>> begin Supplied data

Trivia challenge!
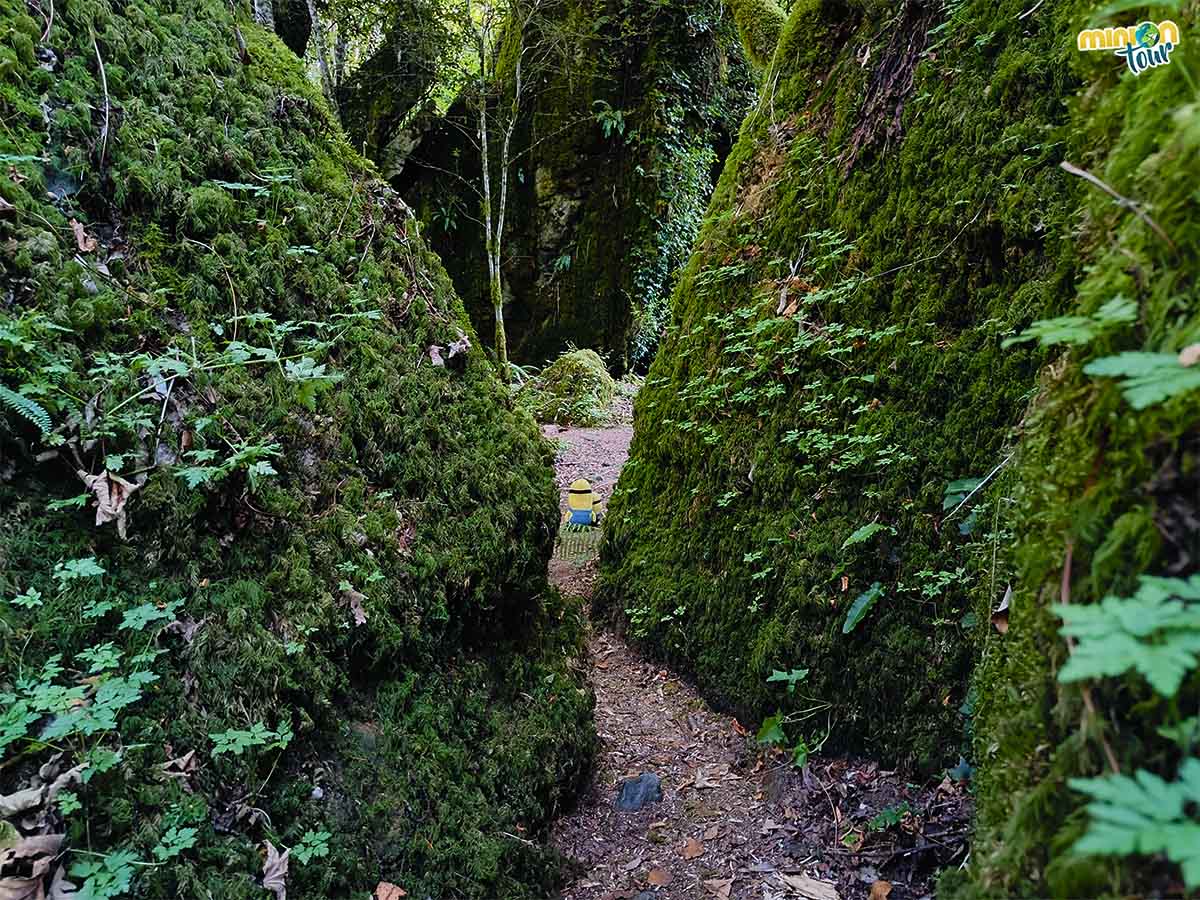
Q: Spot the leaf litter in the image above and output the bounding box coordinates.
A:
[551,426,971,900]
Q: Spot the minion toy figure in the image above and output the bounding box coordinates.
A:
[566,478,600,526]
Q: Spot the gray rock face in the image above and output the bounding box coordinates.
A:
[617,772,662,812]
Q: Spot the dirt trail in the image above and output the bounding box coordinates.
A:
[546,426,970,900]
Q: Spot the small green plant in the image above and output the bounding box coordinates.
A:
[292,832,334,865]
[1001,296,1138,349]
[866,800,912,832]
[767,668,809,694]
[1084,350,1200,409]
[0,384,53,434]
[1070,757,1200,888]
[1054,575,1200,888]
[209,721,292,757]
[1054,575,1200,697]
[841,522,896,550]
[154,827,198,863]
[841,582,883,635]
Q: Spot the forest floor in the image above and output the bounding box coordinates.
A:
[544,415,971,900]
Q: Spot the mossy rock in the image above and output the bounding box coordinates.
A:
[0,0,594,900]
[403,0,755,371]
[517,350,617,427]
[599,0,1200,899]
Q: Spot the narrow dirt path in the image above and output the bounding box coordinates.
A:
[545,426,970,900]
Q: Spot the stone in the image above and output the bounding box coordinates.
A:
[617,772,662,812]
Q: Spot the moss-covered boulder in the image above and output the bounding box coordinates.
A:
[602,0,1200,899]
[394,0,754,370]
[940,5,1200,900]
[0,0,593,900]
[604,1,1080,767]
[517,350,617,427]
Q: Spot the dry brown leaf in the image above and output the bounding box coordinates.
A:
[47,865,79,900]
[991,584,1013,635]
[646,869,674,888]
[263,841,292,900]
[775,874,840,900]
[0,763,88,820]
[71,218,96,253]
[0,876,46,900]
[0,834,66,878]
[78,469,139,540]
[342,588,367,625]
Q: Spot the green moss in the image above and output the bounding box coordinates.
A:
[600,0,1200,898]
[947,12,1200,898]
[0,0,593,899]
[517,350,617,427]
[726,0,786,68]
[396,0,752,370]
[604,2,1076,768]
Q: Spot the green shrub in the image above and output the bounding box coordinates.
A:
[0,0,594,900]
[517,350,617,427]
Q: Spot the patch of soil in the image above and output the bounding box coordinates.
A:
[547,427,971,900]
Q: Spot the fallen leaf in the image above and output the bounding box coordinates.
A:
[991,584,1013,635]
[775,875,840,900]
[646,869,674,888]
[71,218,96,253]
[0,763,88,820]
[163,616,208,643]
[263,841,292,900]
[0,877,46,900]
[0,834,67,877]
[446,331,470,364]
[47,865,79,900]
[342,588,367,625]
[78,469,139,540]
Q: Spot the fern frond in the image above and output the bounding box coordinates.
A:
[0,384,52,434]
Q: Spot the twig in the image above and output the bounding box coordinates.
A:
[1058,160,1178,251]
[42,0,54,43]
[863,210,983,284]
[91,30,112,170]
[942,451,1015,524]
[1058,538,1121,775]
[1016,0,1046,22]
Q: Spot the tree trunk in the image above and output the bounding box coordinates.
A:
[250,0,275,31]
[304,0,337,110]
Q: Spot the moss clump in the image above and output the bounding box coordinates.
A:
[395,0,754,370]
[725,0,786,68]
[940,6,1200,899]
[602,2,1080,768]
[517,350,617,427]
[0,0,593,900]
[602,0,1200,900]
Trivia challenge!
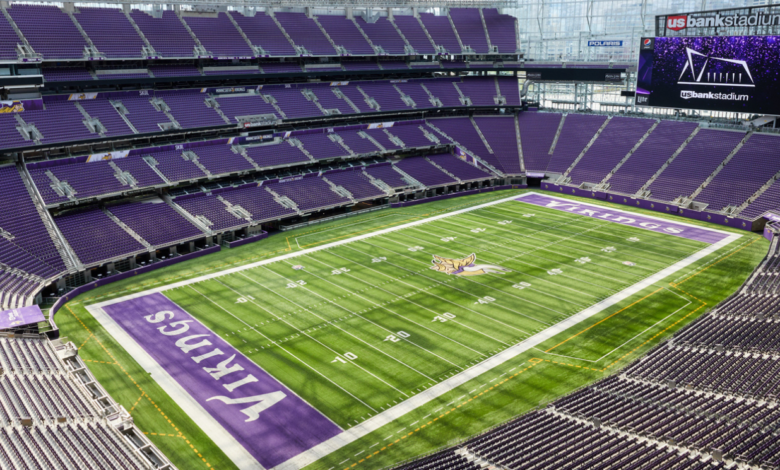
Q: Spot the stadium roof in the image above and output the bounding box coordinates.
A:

>> end Supplied data

▸ Exercise goal
Report every line in the entries above that contains the word "green", matching its capitalization exactly.

▸ Problem solution
Q: Spot the small green plant in the image above and output the bounding box coordinates.
Q: Spot the green moss in the image above and output the bounding box coordinates.
Q: Spot the green shrub in the image above and output the bounding box coordinates.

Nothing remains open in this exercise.